-- Set problem --
Reproduce the data below, substituting "place a marker" for every occurrence of "mark a point" and leaving everything else unchanged.

(Dataset entries)
>>>>>
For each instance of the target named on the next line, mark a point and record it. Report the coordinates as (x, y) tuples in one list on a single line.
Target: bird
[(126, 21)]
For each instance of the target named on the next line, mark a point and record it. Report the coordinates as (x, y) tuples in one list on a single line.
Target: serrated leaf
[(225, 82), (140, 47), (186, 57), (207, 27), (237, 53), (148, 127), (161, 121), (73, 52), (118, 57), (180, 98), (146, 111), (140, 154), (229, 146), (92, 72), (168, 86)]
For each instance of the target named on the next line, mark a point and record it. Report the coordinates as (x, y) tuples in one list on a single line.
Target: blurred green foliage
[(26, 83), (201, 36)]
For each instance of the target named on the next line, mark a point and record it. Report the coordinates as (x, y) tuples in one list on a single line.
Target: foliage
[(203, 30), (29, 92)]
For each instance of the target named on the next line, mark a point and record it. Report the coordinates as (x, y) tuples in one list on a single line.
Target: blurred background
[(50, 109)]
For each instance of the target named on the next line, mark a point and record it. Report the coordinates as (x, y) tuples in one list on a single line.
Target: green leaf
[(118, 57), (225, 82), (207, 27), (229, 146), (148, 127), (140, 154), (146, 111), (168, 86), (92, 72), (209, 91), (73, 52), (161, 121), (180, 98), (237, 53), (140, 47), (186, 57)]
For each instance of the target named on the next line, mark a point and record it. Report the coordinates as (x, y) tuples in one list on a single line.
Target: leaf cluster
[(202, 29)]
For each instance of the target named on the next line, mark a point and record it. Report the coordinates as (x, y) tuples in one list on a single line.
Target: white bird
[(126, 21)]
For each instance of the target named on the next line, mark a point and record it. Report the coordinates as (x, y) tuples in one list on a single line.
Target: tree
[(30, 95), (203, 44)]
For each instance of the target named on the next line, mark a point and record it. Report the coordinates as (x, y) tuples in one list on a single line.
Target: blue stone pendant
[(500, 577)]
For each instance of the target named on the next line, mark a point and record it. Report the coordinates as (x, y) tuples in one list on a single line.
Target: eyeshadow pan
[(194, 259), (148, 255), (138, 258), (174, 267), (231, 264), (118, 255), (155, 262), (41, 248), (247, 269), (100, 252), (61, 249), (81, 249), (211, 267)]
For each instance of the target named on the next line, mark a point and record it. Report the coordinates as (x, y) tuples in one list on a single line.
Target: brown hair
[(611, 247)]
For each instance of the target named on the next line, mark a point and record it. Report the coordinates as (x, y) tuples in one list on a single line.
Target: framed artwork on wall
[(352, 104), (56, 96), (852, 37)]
<<<<<
-- Output --
For each instance of the target named on the next line, place a marker and record it. Report the coordinates as (x, y) tuples in one list on a single line.
Target: bird
[(126, 21)]
For each instance of the target named on the next line, place a marker and record it. Report the coordinates as (x, y) tuples in one list on a single line.
Target: serrated leaf
[(225, 82), (140, 47), (186, 57), (207, 27), (237, 53), (148, 127), (161, 121), (73, 52), (118, 57), (180, 98), (146, 111), (140, 154), (229, 146), (92, 72), (168, 86)]
For each instance of the target named on the next line, place a marker and record it. Report the coordinates as (x, y) tuples in one list on a single line.
Target: blurred green foliage
[(26, 83), (201, 36)]
For each instance of the target named on the next line, place a marker and record it. Report the coordinates as (x, y) tuples in one list on a single line.
Target: foliage
[(203, 30), (29, 92)]
For each instance of the target named on the next line, place a marker and record it. Report the coordinates as (x, y) tuples in one list on a single line.
Target: blurred background
[(50, 109)]
For each instance of the target named on the next line, place a marker and record it. Report the coordinates as (x, y) tuples in one list on a single line.
Target: green leaf
[(118, 57), (225, 82), (207, 27), (229, 146), (148, 127), (140, 154), (146, 111), (168, 86), (92, 72), (209, 91), (73, 52), (161, 121), (180, 98), (237, 53), (140, 47), (186, 57)]
For each instance of the target named on the next line, place a marker and record it. Report the coordinates as (x, y) tuples in one list on a single line.
Target: leaf cluster
[(202, 29)]
For each instance of the target named on the next line, place a marker and record it. Report the coordinates as (x, y) tuples in one list on a single line.
Target: white bird
[(126, 21)]
For each instance of the target named on the next line, place a marker and record it. Report the coordinates as (x, y) tuples in one list on a single line.
Target: tree
[(30, 95), (203, 44)]
For each instance of the target named on the next line, place a marker and record it. Report the coordinates as (x, y) tuples in one list on a single line.
Target: blue stone pendant
[(500, 577)]
For each instance of the target named on the next line, place a marker and record it. Report the coordinates as (x, y) tuples in one list on a single line.
Target: eyeshadow pan
[(194, 259), (148, 255), (138, 258), (174, 267), (231, 264), (118, 255), (155, 262), (41, 248), (247, 269), (100, 252), (61, 249), (81, 249), (211, 267)]
For each instance of the target named on the next line, place a marker and record it. Report the coordinates as (x, y) tuples in one list on a single line.
Target: brown hair
[(611, 247)]
For each instance of the target named on the next line, place a marker and record it. Report the coordinates as (x, y) tuples in one list on a single line.
Target: framed artwork on wall
[(352, 104), (56, 96), (852, 37)]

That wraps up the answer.